Saved entries
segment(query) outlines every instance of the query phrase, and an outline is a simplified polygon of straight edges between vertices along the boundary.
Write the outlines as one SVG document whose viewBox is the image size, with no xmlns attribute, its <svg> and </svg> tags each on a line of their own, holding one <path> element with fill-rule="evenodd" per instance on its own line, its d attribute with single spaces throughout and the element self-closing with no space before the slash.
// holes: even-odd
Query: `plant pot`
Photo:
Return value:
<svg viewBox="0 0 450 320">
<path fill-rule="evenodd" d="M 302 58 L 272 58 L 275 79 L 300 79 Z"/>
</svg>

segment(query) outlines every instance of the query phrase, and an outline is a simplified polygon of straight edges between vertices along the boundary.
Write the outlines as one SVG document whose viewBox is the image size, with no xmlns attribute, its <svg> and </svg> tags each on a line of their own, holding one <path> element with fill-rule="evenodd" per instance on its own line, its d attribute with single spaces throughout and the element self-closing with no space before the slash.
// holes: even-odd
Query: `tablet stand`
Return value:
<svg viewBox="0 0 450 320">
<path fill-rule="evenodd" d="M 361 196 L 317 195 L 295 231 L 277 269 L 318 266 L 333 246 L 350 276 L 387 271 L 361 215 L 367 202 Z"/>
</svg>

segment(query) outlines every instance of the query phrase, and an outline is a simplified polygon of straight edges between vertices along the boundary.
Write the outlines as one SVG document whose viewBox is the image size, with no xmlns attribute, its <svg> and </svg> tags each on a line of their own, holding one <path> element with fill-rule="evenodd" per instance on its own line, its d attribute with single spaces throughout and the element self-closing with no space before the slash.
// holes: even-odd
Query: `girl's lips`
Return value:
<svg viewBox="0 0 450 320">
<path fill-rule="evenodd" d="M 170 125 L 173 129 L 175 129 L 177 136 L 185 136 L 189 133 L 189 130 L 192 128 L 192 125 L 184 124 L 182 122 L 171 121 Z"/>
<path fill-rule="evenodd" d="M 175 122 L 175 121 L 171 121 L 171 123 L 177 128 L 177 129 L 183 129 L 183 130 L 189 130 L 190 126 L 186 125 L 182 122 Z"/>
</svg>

## What is required
Write the records out again so that each one matches the original exactly.

## Task result
segment(query) outlines every instance of the query phrase, and an outline is a simplified polygon of straight edges between vertices along the boundary.
Write the outlines as one SVG document whose viewBox is the image size, with no xmlns attribute, its <svg> and </svg> tags each on a line of their own, holding one <path> element with fill-rule="evenodd" per instance on its own line, its d attribute with single spaces throughout and the element self-closing with no space before the slash.
// holes: even-odd
Query: `plant pot`
Photo:
Return value:
<svg viewBox="0 0 450 320">
<path fill-rule="evenodd" d="M 302 58 L 272 58 L 275 79 L 300 79 Z"/>
</svg>

segment(query) outlines every instance of the query phrase, and an outline is a simplified polygon of straight edges between vertices along the boundary.
Write the outlines as one SVG document whose viewBox is the image size, with no xmlns attribute, its <svg> and </svg> tags each on a line of their own, holding one <path> element with fill-rule="evenodd" per instance on its own line, its d attribute with single spaces throughout and the element self-closing with no space before the slash.
// holes: even-odd
Query: `tablet stand`
Return value:
<svg viewBox="0 0 450 320">
<path fill-rule="evenodd" d="M 361 196 L 317 195 L 295 231 L 277 269 L 318 266 L 333 246 L 350 276 L 387 271 L 361 215 L 367 202 Z"/>
</svg>

segment(query) outlines every instance of the query phrase, and an outline is a simplified polygon of straight edges between vertices along the boundary.
Write the outlines as one SVG document whose viewBox is the image size, with no xmlns attribute, its <svg> and </svg> tags each on a line of their own, holding one <path> element with fill-rule="evenodd" per instance on its own line, its d attribute with single spaces throughout and the element self-closing with no space before the slash.
// holes: even-odd
Query: `girl's lips`
Return value:
<svg viewBox="0 0 450 320">
<path fill-rule="evenodd" d="M 170 125 L 173 129 L 175 129 L 177 136 L 185 136 L 189 133 L 189 130 L 192 128 L 192 125 L 184 124 L 182 122 L 171 121 Z"/>
<path fill-rule="evenodd" d="M 175 122 L 175 121 L 171 121 L 171 123 L 177 128 L 177 129 L 183 129 L 183 130 L 189 130 L 190 126 L 186 125 L 182 122 Z"/>
</svg>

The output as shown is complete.